# Provided records
####

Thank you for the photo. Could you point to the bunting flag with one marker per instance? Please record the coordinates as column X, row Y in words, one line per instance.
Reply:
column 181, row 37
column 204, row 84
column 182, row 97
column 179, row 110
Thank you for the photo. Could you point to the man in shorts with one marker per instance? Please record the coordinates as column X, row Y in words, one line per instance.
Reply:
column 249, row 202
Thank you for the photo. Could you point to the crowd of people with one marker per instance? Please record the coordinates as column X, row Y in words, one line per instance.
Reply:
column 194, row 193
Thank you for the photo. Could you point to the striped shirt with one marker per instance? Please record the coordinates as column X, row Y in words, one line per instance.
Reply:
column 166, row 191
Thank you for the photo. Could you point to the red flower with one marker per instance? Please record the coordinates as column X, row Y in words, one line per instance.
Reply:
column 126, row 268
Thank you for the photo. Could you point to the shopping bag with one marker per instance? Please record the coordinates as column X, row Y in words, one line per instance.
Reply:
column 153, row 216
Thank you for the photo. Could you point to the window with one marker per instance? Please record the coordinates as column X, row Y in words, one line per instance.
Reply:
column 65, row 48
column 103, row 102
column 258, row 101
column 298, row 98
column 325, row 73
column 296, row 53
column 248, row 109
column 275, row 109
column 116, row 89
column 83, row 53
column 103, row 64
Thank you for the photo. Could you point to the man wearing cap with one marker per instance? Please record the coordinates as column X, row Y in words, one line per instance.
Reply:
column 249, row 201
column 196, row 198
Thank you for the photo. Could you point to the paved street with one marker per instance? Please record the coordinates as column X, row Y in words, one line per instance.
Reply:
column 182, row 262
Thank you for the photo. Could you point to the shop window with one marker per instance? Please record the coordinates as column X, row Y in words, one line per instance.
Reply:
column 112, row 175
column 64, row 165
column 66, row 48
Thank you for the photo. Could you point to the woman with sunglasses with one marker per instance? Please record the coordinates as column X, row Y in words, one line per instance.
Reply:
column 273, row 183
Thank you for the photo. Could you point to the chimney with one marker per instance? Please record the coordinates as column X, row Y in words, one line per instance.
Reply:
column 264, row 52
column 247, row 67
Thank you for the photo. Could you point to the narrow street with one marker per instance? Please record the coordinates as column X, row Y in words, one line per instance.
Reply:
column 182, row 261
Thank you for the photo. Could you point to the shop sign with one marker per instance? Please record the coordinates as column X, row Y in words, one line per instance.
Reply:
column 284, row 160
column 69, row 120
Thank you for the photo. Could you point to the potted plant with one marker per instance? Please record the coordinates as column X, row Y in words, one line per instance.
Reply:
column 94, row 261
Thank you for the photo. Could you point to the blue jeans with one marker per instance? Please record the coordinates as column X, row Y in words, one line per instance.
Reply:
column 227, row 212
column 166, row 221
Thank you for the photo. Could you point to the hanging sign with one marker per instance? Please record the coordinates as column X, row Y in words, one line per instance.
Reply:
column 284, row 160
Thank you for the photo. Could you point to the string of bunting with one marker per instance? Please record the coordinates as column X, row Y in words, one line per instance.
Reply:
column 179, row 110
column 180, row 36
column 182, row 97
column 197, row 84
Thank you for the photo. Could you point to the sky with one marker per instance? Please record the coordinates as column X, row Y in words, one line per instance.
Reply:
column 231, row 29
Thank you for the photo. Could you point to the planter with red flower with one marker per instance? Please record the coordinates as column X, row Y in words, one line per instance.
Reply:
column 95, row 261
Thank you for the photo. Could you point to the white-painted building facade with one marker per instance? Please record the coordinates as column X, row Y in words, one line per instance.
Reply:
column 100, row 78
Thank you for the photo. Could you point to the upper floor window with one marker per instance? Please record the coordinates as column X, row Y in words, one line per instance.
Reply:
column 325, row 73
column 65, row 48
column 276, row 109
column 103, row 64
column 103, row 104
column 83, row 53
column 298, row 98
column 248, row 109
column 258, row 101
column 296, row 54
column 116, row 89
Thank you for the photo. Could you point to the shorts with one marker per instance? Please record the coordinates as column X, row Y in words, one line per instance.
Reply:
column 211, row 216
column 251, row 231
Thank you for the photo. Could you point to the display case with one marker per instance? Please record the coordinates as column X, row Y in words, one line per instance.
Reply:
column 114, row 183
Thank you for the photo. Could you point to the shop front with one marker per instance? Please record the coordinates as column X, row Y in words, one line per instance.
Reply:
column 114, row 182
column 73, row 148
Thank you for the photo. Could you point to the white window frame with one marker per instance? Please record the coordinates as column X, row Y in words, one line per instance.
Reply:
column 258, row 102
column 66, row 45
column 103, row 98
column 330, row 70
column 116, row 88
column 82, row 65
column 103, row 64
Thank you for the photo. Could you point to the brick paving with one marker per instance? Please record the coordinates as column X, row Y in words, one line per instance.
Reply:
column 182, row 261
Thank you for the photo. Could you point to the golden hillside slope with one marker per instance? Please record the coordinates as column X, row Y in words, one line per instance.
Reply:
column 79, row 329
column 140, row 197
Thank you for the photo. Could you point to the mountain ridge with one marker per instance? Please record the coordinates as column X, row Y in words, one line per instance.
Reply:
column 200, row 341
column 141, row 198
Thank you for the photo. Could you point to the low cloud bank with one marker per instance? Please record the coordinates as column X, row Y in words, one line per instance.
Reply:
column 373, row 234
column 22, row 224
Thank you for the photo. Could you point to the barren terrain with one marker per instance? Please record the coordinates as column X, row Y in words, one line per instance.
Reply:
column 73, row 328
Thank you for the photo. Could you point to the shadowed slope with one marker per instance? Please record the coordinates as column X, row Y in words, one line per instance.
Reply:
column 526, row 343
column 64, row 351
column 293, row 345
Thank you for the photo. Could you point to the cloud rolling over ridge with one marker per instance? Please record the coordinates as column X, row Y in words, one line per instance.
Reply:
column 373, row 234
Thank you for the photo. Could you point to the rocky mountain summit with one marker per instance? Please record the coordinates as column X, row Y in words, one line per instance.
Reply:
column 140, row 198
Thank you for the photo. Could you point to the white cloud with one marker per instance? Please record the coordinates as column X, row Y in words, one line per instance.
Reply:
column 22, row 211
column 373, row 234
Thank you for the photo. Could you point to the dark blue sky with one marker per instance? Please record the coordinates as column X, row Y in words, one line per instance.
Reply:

####

Select all lines with the word "flower" from the entries above.

Thank you for the photo. Could you point to the red flower with one marker per instance? Please record the coordinates as column X, row Y in words, one line per instance.
Thank you for the photo. Could you point to the planter with red flower with one marker per instance? Please record the coordinates as column X, row Y in words, one line per instance.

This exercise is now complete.